*The request*
Copy the album write-up below, beginning at the words "A record that" and stopping after "a lysergic landscape.", and swap in "canyon" wherever "desert" appears.

*Source text*

....

Joe Harvey-Whyte & Bobby Lee

A record that just immediately feels right. Joe Harvey-Whyte (The Hanging Stars) and Bobby Lee have been holding down the corners of the Cosmic American outpost in the UK for sometime now. The pair have often been found touring together and it was bound to end in the studio, but who could have predicted just how vital a record would result from that meeting of minds? The pair’s first full length expands on the hypnotic choogle that anchors Bobby’s solo records, bridging highland mountains with a distant Western Sun. The record exists in some intangible haze; a bakelight bridge to the past that reverberates in the V-hold flicker of home videos from forgotten desert expanses. The album hovers in hallucinations of the desert — dehydration delusions fighting for space with heat and peyote among the brain’s short circuits and hot wire wonders to soundtrack a lysergic landscape.

....

*Supplied records*
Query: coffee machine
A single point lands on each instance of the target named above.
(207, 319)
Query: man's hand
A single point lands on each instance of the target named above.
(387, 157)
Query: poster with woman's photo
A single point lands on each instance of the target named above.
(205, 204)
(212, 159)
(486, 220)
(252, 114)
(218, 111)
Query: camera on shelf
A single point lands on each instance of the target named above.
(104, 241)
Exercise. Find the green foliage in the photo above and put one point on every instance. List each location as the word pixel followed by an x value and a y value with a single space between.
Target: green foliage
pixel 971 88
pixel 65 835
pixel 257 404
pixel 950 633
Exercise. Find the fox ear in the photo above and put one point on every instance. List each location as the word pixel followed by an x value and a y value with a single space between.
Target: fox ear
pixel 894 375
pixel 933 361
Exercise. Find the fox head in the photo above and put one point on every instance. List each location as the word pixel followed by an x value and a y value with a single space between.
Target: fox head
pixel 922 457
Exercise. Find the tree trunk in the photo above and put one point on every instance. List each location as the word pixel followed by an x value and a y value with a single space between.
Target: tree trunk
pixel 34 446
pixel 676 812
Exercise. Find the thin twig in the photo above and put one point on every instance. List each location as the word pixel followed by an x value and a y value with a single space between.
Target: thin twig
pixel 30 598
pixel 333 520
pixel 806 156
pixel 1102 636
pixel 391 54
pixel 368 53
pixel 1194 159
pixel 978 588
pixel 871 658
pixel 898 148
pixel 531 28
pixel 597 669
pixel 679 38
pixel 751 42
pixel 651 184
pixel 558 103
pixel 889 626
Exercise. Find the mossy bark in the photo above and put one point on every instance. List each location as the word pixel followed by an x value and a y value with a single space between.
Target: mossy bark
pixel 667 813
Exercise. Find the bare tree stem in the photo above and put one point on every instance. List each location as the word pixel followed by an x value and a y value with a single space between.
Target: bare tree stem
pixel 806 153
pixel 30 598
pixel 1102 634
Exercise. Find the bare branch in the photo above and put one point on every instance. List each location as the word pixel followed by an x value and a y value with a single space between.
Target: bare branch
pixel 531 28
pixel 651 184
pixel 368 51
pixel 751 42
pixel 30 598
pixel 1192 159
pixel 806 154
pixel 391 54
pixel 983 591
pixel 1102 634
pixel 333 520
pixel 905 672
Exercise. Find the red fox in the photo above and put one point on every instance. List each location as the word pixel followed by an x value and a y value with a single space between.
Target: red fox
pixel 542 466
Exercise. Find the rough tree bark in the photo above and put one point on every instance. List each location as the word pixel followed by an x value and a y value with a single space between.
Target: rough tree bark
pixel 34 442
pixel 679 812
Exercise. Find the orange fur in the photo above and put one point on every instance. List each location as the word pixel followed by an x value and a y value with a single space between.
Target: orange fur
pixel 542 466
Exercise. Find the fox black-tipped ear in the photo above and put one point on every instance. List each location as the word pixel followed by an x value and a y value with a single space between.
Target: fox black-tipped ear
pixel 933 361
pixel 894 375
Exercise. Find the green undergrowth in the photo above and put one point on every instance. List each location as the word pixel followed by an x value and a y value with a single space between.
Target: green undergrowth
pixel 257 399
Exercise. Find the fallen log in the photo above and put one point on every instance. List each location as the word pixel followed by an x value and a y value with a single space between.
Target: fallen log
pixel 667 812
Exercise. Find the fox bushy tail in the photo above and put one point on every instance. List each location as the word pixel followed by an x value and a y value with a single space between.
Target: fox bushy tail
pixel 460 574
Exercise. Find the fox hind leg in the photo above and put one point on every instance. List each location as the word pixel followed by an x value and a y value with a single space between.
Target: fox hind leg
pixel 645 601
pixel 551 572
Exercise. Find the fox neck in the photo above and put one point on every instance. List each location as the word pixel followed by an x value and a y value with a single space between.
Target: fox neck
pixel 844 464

....

*Correct result*
A record that just immediately feels right. Joe Harvey-Whyte (The Hanging Stars) and Bobby Lee have been holding down the corners of the Cosmic American outpost in the UK for sometime now. The pair have often been found touring together and it was bound to end in the studio, but who could have predicted just how vital a record would result from that meeting of minds? The pair’s first full length expands on the hypnotic choogle that anchors Bobby’s solo records, bridging highland mountains with a distant Western Sun. The record exists in some intangible haze; a bakelight bridge to the past that reverberates in the V-hold flicker of home videos from forgotten canyon expanses. The album hovers in hallucinations of the canyon — dehydration delusions fighting for space with heat and peyote among the brain’s short circuits and hot wire wonders to soundtrack a lysergic landscape.